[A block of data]
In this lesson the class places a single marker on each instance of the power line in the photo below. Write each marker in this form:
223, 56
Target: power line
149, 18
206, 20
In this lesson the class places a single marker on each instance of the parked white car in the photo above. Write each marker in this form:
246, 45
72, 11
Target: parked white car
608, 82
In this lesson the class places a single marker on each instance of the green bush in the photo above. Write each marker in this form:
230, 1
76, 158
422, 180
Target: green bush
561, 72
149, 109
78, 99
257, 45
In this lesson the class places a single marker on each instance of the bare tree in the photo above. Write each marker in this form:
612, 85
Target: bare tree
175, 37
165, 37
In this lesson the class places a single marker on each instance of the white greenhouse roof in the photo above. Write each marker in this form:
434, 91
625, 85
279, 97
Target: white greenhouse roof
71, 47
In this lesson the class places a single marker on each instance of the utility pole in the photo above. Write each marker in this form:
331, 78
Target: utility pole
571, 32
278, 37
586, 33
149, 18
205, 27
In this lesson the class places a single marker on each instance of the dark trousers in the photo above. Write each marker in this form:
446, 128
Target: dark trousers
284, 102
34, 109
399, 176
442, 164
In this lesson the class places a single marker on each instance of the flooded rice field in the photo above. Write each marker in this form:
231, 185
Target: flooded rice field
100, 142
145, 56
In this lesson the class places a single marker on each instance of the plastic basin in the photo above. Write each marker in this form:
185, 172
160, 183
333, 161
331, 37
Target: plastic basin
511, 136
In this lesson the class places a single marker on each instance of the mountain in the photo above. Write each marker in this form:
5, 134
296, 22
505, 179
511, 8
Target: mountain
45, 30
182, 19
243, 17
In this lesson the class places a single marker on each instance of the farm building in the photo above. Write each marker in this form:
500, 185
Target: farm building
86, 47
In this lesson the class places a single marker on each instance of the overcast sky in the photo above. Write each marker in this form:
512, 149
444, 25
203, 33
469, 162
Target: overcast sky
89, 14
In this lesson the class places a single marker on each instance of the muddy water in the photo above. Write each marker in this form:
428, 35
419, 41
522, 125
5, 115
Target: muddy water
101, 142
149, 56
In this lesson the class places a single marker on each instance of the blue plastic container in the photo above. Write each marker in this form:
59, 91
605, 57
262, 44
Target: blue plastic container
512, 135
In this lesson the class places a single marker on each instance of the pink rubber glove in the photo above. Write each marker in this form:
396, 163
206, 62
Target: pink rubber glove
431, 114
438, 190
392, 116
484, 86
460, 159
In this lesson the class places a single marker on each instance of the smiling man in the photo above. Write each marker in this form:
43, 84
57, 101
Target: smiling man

*TASK INSTRUCTIONS*. Copy every one of the records above without altering a single character, from the first line through the last.

*SOLUTION*.
In this lesson the class places a single marker on each instance of the power line in the photo below. Write each marker in this form:
223, 56
Target: power line
149, 18
206, 20
In this lesson the class places a single marker on each instance of the parked white car in the photo above. Write each marker in this form:
246, 45
72, 11
Target: parked white car
608, 82
In this lesson the class places a single marker on each instance of the green bush in the photo above. Write each marker in this form:
230, 1
76, 158
422, 180
Target: green bush
561, 72
149, 109
78, 99
257, 45
In this lesson the class places a single marker on each instance of the bare tree in the photo above. Write each marker in this form:
612, 85
Target: bare tree
175, 37
165, 37
In this lesson the class places a single marker on each instance of the white greenhouse roof in the photo above. Write each marker in this form:
434, 91
625, 85
279, 97
Target: white greenhouse roof
71, 47
In this lesson the class places a single marker on each instance of the utility pole in the photo above. Write each marker in this form:
331, 78
Target: utility pole
571, 32
278, 37
586, 33
149, 18
205, 27
In this lesson the class places a single marker on each instance of the dark trousers in the photo above. Write each marker in this form:
446, 128
Target: dark trousers
284, 102
34, 109
399, 176
442, 164
In this lesson the class places a single marker on each instance of the flooded rice field in the photo above. Write each marker in this form:
231, 185
Target: flooded rice field
100, 142
145, 56
In this lesson the class places a single marker on each instance of the plastic basin in the photo above. Write each marker in this form:
185, 172
160, 183
333, 161
331, 37
Target: plastic basin
511, 136
In this lesson the class places a single marker on each instance of the mountain in the photo above. Write each marker in this form:
5, 134
296, 22
505, 179
511, 8
Target: mountain
45, 30
182, 19
243, 17
In this lesson the class places a single marker on each instance of the farm building in the photo above. Write each marker in this form:
500, 185
Target: farm building
86, 47
In this lesson the class places a single marker on each instance of the overcast sky in the photo above. Write each marker in this form:
512, 149
444, 25
203, 33
469, 162
Target: overcast sky
89, 14
In this lesson the class places a single marker on each instance of the muddy water in the photo above. Write each marker in this form:
428, 35
419, 41
522, 125
5, 115
Target: muddy water
101, 142
149, 56
In this lesson the class places a single marker on each instance of the blue plastic container in the photo above. Write each marker in this form:
59, 91
605, 57
262, 44
Target: blue plastic container
512, 135
In this lesson the class places a single marker on each instance of the pink rubber glove in the photo above. Write each marker in this form:
396, 163
206, 62
Target: pink rubber glove
431, 114
438, 190
392, 116
484, 86
460, 159
In this lesson the class places a single marker on each instance of the smiling man in the photo above. Write each marker in this form:
43, 84
57, 101
Target: smiling man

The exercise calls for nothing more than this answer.